● **ACTION ITEM**: Quote every line of the data below as it stands, omitting pictures.
WORKING DATA section start
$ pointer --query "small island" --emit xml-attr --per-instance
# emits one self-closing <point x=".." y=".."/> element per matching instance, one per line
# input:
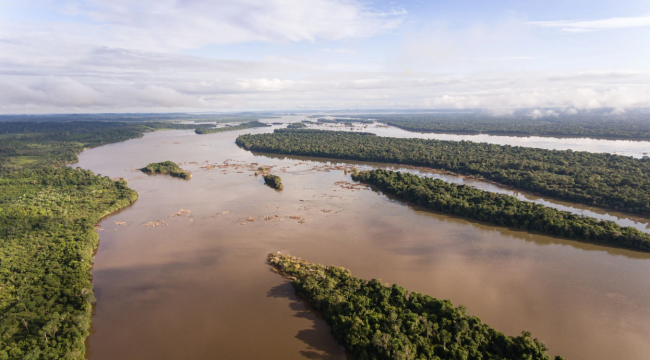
<point x="167" y="167"/>
<point x="376" y="321"/>
<point x="243" y="126"/>
<point x="296" y="126"/>
<point x="273" y="181"/>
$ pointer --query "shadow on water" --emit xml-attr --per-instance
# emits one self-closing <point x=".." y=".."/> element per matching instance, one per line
<point x="490" y="186"/>
<point x="318" y="338"/>
<point x="539" y="239"/>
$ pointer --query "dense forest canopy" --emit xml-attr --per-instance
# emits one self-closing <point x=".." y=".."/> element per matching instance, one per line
<point x="273" y="181"/>
<point x="502" y="210"/>
<point x="632" y="126"/>
<point x="167" y="167"/>
<point x="605" y="180"/>
<point x="374" y="321"/>
<point x="29" y="145"/>
<point x="47" y="237"/>
<point x="248" y="125"/>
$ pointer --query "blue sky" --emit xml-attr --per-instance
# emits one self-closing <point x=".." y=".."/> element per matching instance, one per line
<point x="227" y="55"/>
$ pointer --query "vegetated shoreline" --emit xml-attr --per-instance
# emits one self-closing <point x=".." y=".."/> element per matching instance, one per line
<point x="273" y="181"/>
<point x="602" y="180"/>
<point x="243" y="126"/>
<point x="632" y="126"/>
<point x="49" y="214"/>
<point x="374" y="321"/>
<point x="502" y="210"/>
<point x="167" y="167"/>
<point x="516" y="134"/>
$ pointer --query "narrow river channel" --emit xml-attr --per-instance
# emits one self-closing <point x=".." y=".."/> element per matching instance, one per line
<point x="197" y="285"/>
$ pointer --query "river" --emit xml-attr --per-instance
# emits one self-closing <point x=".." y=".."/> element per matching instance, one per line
<point x="197" y="286"/>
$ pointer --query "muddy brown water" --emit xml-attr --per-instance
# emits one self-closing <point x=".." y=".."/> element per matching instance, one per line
<point x="199" y="287"/>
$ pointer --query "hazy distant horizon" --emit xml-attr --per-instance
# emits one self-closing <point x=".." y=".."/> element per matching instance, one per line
<point x="100" y="56"/>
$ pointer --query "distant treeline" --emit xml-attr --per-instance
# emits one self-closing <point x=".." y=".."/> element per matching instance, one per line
<point x="339" y="120"/>
<point x="315" y="131"/>
<point x="296" y="126"/>
<point x="27" y="145"/>
<point x="139" y="117"/>
<point x="248" y="125"/>
<point x="167" y="167"/>
<point x="606" y="180"/>
<point x="377" y="322"/>
<point x="502" y="210"/>
<point x="633" y="126"/>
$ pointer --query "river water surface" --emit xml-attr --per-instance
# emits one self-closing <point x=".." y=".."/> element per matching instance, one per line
<point x="197" y="285"/>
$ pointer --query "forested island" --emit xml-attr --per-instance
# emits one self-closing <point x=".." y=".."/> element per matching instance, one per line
<point x="502" y="210"/>
<point x="374" y="321"/>
<point x="167" y="167"/>
<point x="273" y="181"/>
<point x="247" y="125"/>
<point x="296" y="126"/>
<point x="632" y="126"/>
<point x="47" y="234"/>
<point x="605" y="180"/>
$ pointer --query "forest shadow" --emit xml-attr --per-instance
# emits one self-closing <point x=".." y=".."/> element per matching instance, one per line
<point x="319" y="339"/>
<point x="539" y="239"/>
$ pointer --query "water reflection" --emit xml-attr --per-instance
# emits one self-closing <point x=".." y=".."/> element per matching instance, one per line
<point x="200" y="286"/>
<point x="623" y="219"/>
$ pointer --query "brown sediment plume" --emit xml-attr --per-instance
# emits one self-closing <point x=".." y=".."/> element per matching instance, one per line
<point x="180" y="213"/>
<point x="156" y="223"/>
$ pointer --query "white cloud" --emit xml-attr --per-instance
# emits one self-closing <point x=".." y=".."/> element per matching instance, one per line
<point x="339" y="51"/>
<point x="171" y="24"/>
<point x="578" y="26"/>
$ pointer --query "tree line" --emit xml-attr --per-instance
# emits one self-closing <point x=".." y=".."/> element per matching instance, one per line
<point x="273" y="181"/>
<point x="167" y="167"/>
<point x="47" y="238"/>
<point x="502" y="210"/>
<point x="29" y="145"/>
<point x="47" y="234"/>
<point x="248" y="125"/>
<point x="374" y="321"/>
<point x="628" y="127"/>
<point x="605" y="180"/>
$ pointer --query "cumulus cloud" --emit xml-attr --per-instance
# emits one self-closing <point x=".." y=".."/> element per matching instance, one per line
<point x="160" y="24"/>
<point x="122" y="55"/>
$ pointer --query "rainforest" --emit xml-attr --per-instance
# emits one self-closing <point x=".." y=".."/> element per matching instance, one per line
<point x="604" y="180"/>
<point x="502" y="210"/>
<point x="375" y="321"/>
<point x="632" y="126"/>
<point x="167" y="167"/>
<point x="47" y="232"/>
<point x="243" y="126"/>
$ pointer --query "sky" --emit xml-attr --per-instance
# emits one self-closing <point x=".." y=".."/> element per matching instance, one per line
<point x="85" y="56"/>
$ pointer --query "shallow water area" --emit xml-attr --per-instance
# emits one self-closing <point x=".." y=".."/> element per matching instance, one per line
<point x="197" y="285"/>
<point x="633" y="148"/>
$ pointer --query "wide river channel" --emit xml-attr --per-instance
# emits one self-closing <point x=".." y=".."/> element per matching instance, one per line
<point x="197" y="286"/>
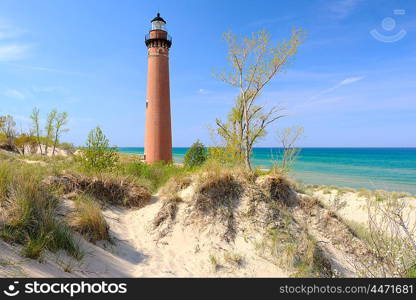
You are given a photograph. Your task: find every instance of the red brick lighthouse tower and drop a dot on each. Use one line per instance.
(158, 136)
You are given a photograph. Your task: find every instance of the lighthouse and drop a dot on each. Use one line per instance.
(158, 135)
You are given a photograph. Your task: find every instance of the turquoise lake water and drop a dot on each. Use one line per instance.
(371, 168)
WORKING DATA section end
● **RESPONSE AREA**:
$ pointer --query "small island" --emit xml-attr --per-instance
# emits one self-closing <point x=".." y=".."/> element per matching instance, one per line
# input:
<point x="167" y="167"/>
<point x="376" y="321"/>
<point x="243" y="126"/>
<point x="296" y="126"/>
<point x="273" y="181"/>
$ pointer --query "shadow on water" --emit xml-attr --per-instance
# emits one self-closing <point x=".." y=".."/> element per matching instance, one per line
<point x="490" y="186"/>
<point x="318" y="338"/>
<point x="539" y="239"/>
$ pointer --query "dense forest canopy" --emit xml-attr --per-instance
# emits one self-closing <point x=".." y=".."/> element per matching instance, one per line
<point x="273" y="181"/>
<point x="502" y="210"/>
<point x="632" y="126"/>
<point x="167" y="167"/>
<point x="605" y="180"/>
<point x="374" y="321"/>
<point x="29" y="145"/>
<point x="47" y="237"/>
<point x="248" y="125"/>
$ pointer --query "blue sky" --emit xml-attr --per-instance
# emits one self-closing <point x=".." y=".."/> element per matching instance, one per line
<point x="227" y="55"/>
$ pointer --query "vegetated shoreline" --emit xml-attr --per-instance
# emits one self-closing <point x=".." y=".."/> element per matching instance, one per line
<point x="273" y="181"/>
<point x="602" y="180"/>
<point x="243" y="126"/>
<point x="632" y="126"/>
<point x="49" y="214"/>
<point x="374" y="321"/>
<point x="502" y="210"/>
<point x="167" y="167"/>
<point x="516" y="134"/>
$ pointer --query "narrow river channel" --emit xml-attr --per-instance
# emits one self-closing <point x=".." y=".."/> element per matching instance, one per line
<point x="197" y="285"/>
$ pointer --query "river" --emit xml-attr --per-instance
# emits one self-closing <point x=".." y=".."/> element per matching instance, one per line
<point x="197" y="286"/>
$ pointer --query "muddy brown water" --emit xml-attr --per-instance
# emits one self-closing <point x=".." y=".."/> element per matching instance, one per line
<point x="199" y="287"/>
$ pointer --query "hazy distant horizon" --emit xml-attr --per-instance
# emits one self-closing <point x=".." y=".."/> element per matching instance, one per line
<point x="100" y="56"/>
$ pointer --query "distant treeline" --emit xml-attr --per-instance
# emits one self-closing <point x=".." y=".."/> element per matching instance, one per line
<point x="339" y="120"/>
<point x="315" y="131"/>
<point x="296" y="126"/>
<point x="27" y="145"/>
<point x="139" y="117"/>
<point x="248" y="125"/>
<point x="167" y="167"/>
<point x="606" y="180"/>
<point x="377" y="322"/>
<point x="502" y="210"/>
<point x="633" y="126"/>
$ pointer --query "river water surface" --emit xml-attr --per-instance
# emits one self-closing <point x=".." y=".."/> element per matching instance, one per line
<point x="197" y="285"/>
$ pointer --query "forested island" --emit xml-attr --per-instance
# emits one self-closing <point x=".." y=".."/> element per matching instance, one per line
<point x="502" y="210"/>
<point x="374" y="321"/>
<point x="167" y="167"/>
<point x="273" y="181"/>
<point x="247" y="125"/>
<point x="296" y="126"/>
<point x="632" y="126"/>
<point x="47" y="234"/>
<point x="605" y="180"/>
$ pointer --query "forest shadow" --emit xml-attr --per-instance
# emits one self-closing <point x=".." y=".."/> element per matching instance, one per line
<point x="319" y="339"/>
<point x="539" y="239"/>
$ pointer --query "water reflection" --emit xml-attr --per-instance
# emits one self-closing <point x=".." y=".."/> element per matching instance, one per line
<point x="200" y="286"/>
<point x="623" y="219"/>
$ pointer --query "brown sediment plume" --emit xml-attr --per-instance
# emits one self-closing <point x=".." y=".."/> element per matching instance, one per line
<point x="180" y="213"/>
<point x="156" y="223"/>
$ pointer --query "white cloud" --emit xml-attr --per-instance
# emits one self-closing <point x=".." y=".."/> element per matching instance, one per line
<point x="339" y="51"/>
<point x="171" y="24"/>
<point x="578" y="26"/>
$ pointer --query "tree line" --emit xml-attr --per-instance
# emits one self-closing <point x=".." y=".."/> element per matching instance, one per line
<point x="273" y="181"/>
<point x="167" y="167"/>
<point x="47" y="238"/>
<point x="502" y="210"/>
<point x="29" y="145"/>
<point x="47" y="234"/>
<point x="248" y="125"/>
<point x="374" y="321"/>
<point x="628" y="127"/>
<point x="605" y="180"/>
$ pointer --query "cumulus cloud" --emit xml-attr --per-instance
# emits one self-closing <point x=".." y=".."/> element per matching instance, one per line
<point x="160" y="24"/>
<point x="122" y="55"/>
$ pointer --query "rainforest" --emit xml-attr --per-instance
# emits one self-closing <point x=".." y=".."/> element per matching instance, one per line
<point x="604" y="180"/>
<point x="502" y="210"/>
<point x="375" y="321"/>
<point x="632" y="126"/>
<point x="167" y="167"/>
<point x="47" y="232"/>
<point x="243" y="126"/>
$ pointer --query "sky" --emit xml-attr --per-instance
# emits one self-closing <point x=".." y=".."/> element per matching instance, one per line
<point x="85" y="56"/>
$ pointer --query "shallow water area" --emit xml-attr --per-instance
# emits one self-closing <point x=".." y=".."/> element per matching instance, one per line
<point x="197" y="285"/>
<point x="633" y="148"/>
$ pointer --query "wide river channel" --emit xml-attr --per-instance
# emits one self-closing <point x=".." y=".."/> element per matching instance, one per line
<point x="197" y="286"/>
You are given a photograph. Your task: find every instance of the red brick lighthouse tower and drop a dot on each. Use one line per instance.
(158, 136)
You are given a photograph. Your task: find every instance of the lighthouse and drop a dot on each. Use one line per instance.
(158, 135)
You are given a photograph. Your task: find every instance of the turquoise lake water and drop a dot on each. Use one line per instance.
(371, 168)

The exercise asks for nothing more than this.